→ WHAT YOU SHOULD DO:
In the reading text about Tolkien and C. S. Lewis, what did Lewis propose creating within the United Kingdom?

→ READING TEXT:
___
Some time after his death, an editor was going through the papers and books in J. R. R. Tolkien’s library when he came across an old copy of C. S. Lewis’s pamphlet “Christian Behavior,” which would later be re-published as one section in Lewis’s classic Mere Christianity. Folded inside the book was a letter Tolkien had written but apparently never sent to his long-time friend and fellow Oxford don. In it, Tolkien took issue with Lewis’s treatment of divorce in the pamphlet.
Briefly, Lewis argued for the creation of two separate marriage institutions within the United Kingdom. The former, church marriage, would be handled by the Church of England and defined by Christian conception of marriage while the latter, civil marriage, would be overseen by the state and would be governed by the moral norms in favor with British society. Through this, Lewis thought, British Christians could preserve Christian ideas of marriage, including the prohibition against divorce, while honoring civil laws that were far more permissive regarding divorce.
Tolkien objected strongly to the idea and wrote an aggressive letter to his friend saying so. “No item of Christian morality,” Tolkien said, “is valid only for Christians.”
In other words, Christian morality is human morality because Christianity is a true account of reality, including the human person. You can’t create bifurcations between a kind of privatized religious morality and the real public morality that governs our common life together. Tolkien continued,
The foundation is that (Christian morality) is the correct way of “running the human machine.” Your argument reduces it merely to a way of (perhaps?) getting extra mileage out of a few selected machines.
___
→ INFORMATION SUPPLIED:
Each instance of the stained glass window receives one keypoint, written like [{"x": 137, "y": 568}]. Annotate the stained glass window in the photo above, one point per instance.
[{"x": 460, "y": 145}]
___
→ ANSWER FOR THE TASK:
Two separate marriage institutions: church marriage and civil marriage.